Task goal »
The records that follow should be copied in full, exactly as they read.
───── Available records
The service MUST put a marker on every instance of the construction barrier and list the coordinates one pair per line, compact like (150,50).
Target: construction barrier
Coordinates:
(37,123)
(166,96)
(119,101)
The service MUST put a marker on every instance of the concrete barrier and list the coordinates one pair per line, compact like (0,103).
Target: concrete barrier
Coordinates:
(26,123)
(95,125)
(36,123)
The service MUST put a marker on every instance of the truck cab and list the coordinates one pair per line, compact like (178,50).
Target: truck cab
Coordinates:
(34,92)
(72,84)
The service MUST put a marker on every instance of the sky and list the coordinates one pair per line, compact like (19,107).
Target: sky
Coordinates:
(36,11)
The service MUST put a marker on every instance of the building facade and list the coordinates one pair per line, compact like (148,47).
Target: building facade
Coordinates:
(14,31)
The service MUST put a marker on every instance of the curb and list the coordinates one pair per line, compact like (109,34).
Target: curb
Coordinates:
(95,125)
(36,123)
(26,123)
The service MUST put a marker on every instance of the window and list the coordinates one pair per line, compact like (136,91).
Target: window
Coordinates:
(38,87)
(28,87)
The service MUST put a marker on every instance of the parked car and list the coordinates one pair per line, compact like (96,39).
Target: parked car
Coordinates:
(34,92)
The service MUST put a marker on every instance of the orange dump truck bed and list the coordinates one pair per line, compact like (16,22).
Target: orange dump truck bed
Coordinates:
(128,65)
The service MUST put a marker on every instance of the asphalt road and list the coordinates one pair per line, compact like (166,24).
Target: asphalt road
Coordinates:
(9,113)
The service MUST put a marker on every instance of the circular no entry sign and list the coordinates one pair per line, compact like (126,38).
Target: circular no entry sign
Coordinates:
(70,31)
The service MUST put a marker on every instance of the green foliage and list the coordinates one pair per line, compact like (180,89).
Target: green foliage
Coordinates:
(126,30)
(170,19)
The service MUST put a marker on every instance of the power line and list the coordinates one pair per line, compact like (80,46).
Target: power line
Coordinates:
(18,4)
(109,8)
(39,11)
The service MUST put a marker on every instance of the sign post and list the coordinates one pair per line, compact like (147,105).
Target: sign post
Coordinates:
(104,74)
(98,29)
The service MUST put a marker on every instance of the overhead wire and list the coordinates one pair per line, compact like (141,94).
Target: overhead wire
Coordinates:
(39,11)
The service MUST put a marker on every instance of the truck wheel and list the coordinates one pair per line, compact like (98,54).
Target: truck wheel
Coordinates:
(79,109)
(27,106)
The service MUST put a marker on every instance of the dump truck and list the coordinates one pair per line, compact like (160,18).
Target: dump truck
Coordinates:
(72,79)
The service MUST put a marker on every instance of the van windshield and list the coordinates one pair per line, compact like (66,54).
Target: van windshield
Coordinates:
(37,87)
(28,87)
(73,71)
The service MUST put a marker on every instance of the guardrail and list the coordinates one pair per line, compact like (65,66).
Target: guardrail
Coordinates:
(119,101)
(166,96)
──────────
Answer »
The service MUST put a marker on every instance of the construction barrier and list the coordinates one pair per line, compact like (150,50).
Target: construction barrier
Coordinates:
(37,123)
(166,96)
(119,101)
The service MUST put a marker on every instance of the concrete barrier and list the coordinates one pair per line, compact like (0,103).
Target: concrete barrier
Coordinates:
(26,123)
(95,125)
(36,123)
The service MUST put a marker on every instance of the truck cab and list the coordinates one pair per line, compact like (178,50).
Target: truck cab
Coordinates:
(34,92)
(72,84)
The service MUST put a marker on every instance of the sky and list the coordinates one pair per line, compact like (19,107).
Target: sky
Coordinates:
(36,11)
The service MUST put a marker on every instance of the building facade and list the coordinates one pair per line, compact like (148,47).
Target: building facade
Coordinates:
(14,31)
The service MUST put a marker on every instance of the curb and list the coordinates one pair per line, compact like (109,34).
Target: curb
Coordinates:
(95,125)
(36,123)
(26,123)
The service MUST put a marker on every instance of the window and list the coordinates one pair per line, compact like (136,91).
Target: window
Coordinates:
(38,87)
(28,87)
The service MUST put a marker on every instance of the parked car and list the coordinates one pair per line, compact like (96,39).
Target: parked car
Coordinates:
(34,92)
The service MUST put a marker on every instance of the orange dump truck bed and list the coordinates one pair per line, compact like (16,22).
Target: orange dump truck bed
Coordinates:
(128,65)
The service MUST put a marker on every instance of the asphalt road and list the coordinates one pair per line, compact like (166,24).
Target: asphalt road
Coordinates:
(9,113)
The service MUST put a marker on every instance of the circular no entry sign and list the coordinates one pair per line, compact like (126,38).
Target: circular no entry sign
Coordinates:
(70,31)
The service MUST put a marker on every instance of the green foliage and list the coordinates one pair per line, compact like (180,89).
Target: green foliage
Coordinates:
(126,30)
(170,19)
The service MUST put a marker on every instance of the power line and list the coordinates one pair per line, compact like (80,46).
Target: power line
Coordinates:
(18,4)
(109,8)
(39,11)
The service MUST put a marker on every instance of the sign post and list the coordinates one pair per line, compact like (147,105).
Target: sign post
Coordinates:
(104,74)
(98,29)
The service MUST put a marker on every instance of the overhead wire and list the coordinates one pair per line, compact like (141,94).
Target: overhead wire
Coordinates:
(39,11)
The service MUST put a marker on every instance of the truck wheel and list the coordinates one pair per line, compact like (98,54).
Target: truck wheel
Coordinates:
(79,109)
(27,106)
The service MUST put a marker on every instance of the dump truck and list the coordinates one pair per line, compact like (160,18).
Target: dump truck
Coordinates:
(72,79)
The service MUST put a marker on every instance of the van windshield and list the coordinates one pair per line, compact like (66,54).
Target: van windshield
Coordinates:
(37,87)
(28,87)
(73,71)
The service MUST put a marker on every instance of the guardrail and list the coordinates one pair per line, compact like (65,66).
Target: guardrail
Coordinates:
(119,101)
(166,96)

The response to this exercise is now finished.